━━━ Supplied records
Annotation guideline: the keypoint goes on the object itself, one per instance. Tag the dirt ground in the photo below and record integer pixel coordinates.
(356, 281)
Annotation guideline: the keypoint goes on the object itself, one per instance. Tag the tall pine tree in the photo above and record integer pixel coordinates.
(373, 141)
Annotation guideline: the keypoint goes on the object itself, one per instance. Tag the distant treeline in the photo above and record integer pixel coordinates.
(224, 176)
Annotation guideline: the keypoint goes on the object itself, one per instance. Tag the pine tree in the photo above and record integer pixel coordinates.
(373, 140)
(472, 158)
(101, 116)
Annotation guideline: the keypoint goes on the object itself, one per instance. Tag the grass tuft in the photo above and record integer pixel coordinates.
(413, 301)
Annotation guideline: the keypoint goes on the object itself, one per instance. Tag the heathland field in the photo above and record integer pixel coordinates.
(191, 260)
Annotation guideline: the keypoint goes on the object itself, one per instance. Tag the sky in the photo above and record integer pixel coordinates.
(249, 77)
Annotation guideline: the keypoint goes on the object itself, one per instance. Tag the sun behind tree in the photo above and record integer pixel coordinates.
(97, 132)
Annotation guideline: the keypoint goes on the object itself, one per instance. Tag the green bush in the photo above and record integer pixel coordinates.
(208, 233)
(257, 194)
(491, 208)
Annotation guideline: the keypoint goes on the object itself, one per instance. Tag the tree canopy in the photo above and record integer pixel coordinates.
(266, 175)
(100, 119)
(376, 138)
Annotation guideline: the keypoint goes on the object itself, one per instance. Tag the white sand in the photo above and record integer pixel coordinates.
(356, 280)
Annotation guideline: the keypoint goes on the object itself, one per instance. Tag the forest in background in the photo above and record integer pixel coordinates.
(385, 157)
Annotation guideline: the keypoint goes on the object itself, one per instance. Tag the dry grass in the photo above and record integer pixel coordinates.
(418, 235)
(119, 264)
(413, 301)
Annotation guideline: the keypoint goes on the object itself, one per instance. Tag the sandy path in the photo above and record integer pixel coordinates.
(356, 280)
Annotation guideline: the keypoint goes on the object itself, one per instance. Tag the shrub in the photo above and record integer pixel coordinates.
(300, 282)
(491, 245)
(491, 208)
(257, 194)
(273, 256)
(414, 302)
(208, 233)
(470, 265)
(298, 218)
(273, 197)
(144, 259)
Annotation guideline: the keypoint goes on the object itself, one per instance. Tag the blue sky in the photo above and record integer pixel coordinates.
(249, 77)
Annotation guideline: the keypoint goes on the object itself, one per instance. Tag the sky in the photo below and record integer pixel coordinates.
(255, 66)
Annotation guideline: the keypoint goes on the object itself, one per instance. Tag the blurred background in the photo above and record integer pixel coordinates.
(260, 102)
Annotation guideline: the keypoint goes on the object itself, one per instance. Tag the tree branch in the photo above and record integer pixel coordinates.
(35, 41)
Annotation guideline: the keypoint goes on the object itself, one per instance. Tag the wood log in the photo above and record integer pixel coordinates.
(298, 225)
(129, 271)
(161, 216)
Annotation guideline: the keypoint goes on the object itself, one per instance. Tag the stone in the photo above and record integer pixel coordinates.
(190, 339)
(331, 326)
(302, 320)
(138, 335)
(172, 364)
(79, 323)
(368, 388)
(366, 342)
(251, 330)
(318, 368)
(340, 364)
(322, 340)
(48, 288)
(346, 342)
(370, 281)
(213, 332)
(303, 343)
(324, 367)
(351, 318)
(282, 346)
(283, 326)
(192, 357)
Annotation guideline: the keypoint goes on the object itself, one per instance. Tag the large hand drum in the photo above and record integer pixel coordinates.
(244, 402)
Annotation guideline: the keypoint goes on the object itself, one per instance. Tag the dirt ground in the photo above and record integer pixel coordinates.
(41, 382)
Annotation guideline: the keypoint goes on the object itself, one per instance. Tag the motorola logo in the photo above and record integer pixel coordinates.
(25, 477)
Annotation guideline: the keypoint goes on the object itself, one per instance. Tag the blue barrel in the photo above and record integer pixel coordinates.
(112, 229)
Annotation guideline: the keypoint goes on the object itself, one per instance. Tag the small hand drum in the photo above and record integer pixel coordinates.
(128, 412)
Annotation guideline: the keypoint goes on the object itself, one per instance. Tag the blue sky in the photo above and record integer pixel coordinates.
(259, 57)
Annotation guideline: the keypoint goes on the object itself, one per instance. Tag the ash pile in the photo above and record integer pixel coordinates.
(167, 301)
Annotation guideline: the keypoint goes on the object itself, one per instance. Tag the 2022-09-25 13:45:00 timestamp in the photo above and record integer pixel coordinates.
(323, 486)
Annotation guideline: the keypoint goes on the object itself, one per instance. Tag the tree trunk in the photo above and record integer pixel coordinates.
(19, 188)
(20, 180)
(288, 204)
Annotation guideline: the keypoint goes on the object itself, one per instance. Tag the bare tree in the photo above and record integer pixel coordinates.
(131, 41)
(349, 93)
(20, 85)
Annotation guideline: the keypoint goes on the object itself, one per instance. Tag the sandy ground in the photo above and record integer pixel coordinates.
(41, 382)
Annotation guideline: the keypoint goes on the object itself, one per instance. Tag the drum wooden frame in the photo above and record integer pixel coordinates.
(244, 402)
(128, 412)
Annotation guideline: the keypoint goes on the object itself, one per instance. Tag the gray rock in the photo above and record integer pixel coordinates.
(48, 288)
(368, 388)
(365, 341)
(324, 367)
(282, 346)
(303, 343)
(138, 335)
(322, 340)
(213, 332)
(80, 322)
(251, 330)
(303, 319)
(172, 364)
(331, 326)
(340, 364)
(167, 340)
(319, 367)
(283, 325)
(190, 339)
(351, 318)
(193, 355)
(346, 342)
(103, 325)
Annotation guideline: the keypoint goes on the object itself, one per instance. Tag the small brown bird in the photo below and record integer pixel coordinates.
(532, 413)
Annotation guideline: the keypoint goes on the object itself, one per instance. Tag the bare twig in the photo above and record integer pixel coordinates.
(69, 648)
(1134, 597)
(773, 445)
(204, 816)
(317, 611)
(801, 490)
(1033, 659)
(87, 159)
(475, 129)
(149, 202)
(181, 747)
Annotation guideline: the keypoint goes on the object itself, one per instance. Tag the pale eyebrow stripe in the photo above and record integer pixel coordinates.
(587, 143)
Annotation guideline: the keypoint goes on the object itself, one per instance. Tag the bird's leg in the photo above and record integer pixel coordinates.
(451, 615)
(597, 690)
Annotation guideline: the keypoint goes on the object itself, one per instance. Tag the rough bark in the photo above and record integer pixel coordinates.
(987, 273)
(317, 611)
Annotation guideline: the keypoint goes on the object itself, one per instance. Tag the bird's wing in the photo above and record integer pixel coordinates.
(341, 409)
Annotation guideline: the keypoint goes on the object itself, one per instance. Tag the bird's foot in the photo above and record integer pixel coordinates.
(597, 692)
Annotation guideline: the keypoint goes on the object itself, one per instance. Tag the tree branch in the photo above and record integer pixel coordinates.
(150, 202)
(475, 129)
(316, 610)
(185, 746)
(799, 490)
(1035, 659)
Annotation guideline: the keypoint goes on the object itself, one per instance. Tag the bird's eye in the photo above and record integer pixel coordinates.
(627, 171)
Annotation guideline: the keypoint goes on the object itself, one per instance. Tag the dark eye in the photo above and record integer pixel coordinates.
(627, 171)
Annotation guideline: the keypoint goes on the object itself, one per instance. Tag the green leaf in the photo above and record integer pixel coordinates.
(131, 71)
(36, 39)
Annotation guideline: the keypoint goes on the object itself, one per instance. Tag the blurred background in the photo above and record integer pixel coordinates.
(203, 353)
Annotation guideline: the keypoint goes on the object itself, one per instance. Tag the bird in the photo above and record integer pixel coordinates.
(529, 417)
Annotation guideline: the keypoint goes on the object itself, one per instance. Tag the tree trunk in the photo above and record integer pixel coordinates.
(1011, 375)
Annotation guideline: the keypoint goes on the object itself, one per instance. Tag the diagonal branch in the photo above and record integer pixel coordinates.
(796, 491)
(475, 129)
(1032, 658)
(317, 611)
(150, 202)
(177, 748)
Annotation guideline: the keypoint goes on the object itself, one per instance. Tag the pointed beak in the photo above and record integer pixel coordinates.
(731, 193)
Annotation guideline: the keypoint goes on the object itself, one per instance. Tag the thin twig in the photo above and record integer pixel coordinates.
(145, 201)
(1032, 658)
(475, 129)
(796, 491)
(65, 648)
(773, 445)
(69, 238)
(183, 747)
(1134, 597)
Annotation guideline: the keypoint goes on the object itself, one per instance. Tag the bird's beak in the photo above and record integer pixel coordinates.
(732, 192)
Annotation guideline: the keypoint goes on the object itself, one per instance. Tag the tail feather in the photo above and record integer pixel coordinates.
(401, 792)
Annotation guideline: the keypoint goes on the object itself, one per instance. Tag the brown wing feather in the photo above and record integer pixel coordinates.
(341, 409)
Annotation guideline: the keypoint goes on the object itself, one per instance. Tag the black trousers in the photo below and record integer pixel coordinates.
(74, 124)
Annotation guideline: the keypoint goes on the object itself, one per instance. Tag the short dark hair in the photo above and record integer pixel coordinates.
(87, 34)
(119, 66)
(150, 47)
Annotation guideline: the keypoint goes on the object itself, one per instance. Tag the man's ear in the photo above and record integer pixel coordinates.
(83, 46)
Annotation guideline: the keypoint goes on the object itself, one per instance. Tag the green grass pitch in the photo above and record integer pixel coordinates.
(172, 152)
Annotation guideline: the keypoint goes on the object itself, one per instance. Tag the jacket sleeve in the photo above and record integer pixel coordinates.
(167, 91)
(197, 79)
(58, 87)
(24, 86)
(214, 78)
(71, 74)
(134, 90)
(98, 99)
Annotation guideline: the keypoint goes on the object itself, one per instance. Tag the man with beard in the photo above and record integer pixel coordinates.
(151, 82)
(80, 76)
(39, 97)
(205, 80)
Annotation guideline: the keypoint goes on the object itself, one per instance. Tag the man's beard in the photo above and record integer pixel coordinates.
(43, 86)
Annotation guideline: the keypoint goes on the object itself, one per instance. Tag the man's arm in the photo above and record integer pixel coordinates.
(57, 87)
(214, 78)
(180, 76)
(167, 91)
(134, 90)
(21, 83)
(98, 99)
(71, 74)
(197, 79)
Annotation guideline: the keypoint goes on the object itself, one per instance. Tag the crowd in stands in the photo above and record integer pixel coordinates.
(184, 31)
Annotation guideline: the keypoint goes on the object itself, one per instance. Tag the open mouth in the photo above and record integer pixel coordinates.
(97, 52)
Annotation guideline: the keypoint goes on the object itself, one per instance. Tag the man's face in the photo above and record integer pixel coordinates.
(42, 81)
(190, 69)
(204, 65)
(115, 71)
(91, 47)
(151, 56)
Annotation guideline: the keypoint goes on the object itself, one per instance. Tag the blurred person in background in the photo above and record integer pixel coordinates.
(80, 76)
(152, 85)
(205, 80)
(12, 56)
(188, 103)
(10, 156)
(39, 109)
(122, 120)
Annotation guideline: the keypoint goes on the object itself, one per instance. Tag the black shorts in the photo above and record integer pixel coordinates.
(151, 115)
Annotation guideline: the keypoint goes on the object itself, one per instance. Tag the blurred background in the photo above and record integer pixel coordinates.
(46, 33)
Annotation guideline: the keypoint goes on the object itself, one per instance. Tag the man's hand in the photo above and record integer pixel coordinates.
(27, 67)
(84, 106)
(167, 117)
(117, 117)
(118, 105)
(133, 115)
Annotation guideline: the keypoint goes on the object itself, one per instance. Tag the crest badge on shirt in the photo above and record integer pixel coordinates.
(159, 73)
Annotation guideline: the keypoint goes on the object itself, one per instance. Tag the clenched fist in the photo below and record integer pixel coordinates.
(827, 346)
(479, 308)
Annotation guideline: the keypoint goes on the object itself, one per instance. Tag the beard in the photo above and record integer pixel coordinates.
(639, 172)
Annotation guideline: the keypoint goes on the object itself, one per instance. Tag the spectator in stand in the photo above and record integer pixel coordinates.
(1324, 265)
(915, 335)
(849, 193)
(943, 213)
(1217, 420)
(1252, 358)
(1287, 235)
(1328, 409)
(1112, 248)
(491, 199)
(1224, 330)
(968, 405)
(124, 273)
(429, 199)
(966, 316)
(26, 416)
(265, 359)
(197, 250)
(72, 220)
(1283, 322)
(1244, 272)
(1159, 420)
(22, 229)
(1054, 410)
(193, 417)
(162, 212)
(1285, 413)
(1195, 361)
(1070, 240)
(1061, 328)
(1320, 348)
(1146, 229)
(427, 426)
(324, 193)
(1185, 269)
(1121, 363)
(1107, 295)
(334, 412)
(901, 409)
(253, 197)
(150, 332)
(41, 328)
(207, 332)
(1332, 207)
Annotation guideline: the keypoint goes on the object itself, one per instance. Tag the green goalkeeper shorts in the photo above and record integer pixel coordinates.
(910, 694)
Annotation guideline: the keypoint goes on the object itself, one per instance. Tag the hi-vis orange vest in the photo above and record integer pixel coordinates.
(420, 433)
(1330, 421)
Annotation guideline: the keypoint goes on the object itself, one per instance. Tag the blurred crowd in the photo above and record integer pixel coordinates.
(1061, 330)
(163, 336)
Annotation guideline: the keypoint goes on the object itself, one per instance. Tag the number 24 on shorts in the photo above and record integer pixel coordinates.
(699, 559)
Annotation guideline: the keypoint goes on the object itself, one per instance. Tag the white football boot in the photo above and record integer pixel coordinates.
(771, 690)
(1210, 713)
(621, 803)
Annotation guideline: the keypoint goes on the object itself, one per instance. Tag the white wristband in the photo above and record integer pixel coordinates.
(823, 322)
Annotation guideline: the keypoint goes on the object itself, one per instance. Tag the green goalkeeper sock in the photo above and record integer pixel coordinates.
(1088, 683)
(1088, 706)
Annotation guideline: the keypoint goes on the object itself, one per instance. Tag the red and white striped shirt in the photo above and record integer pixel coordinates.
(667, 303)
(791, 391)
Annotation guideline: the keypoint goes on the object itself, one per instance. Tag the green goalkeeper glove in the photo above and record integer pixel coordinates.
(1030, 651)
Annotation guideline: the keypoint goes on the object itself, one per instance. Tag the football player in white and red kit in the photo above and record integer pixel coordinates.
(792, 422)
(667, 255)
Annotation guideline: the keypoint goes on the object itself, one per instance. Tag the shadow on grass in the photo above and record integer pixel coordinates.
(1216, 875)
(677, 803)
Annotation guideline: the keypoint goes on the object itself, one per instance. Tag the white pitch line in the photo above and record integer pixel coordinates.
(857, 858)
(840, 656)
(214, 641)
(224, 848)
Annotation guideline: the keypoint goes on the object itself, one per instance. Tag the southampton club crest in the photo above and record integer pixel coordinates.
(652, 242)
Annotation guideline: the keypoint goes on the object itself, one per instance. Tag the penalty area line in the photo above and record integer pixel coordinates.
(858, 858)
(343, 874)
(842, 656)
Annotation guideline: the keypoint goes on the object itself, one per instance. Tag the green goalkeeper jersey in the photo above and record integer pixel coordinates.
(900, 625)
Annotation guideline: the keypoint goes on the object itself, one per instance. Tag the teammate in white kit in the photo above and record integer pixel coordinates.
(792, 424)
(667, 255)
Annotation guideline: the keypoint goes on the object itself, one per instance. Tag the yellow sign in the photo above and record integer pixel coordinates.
━━━━━━
Work instructions:
Reproduce exactly, with nothing added, the lines from the one that contains "Tag the penalty" to the end of the data.

Result of this task:
Annotation guideline: the keypoint goes on the object itself, one per instance. Tag the penalty area line in the photo above and record integer pixel coordinates.
(858, 858)
(343, 874)
(842, 656)
Annotation guideline: the keypoint goes on the object itself, one per instance. Tag the green goalkeeper jersey in the photo above and record integer pixel coordinates.
(900, 625)
Annotation guideline: the keypoint goes on the object itself, one per instance. Tag the teammate in white kit in the photo above and record integer pixel coordinates.
(792, 424)
(667, 255)
Annotation guideline: the keypoint goes on the object itself, one per instance. Tag the yellow sign in the photo above and record integer pixel coordinates.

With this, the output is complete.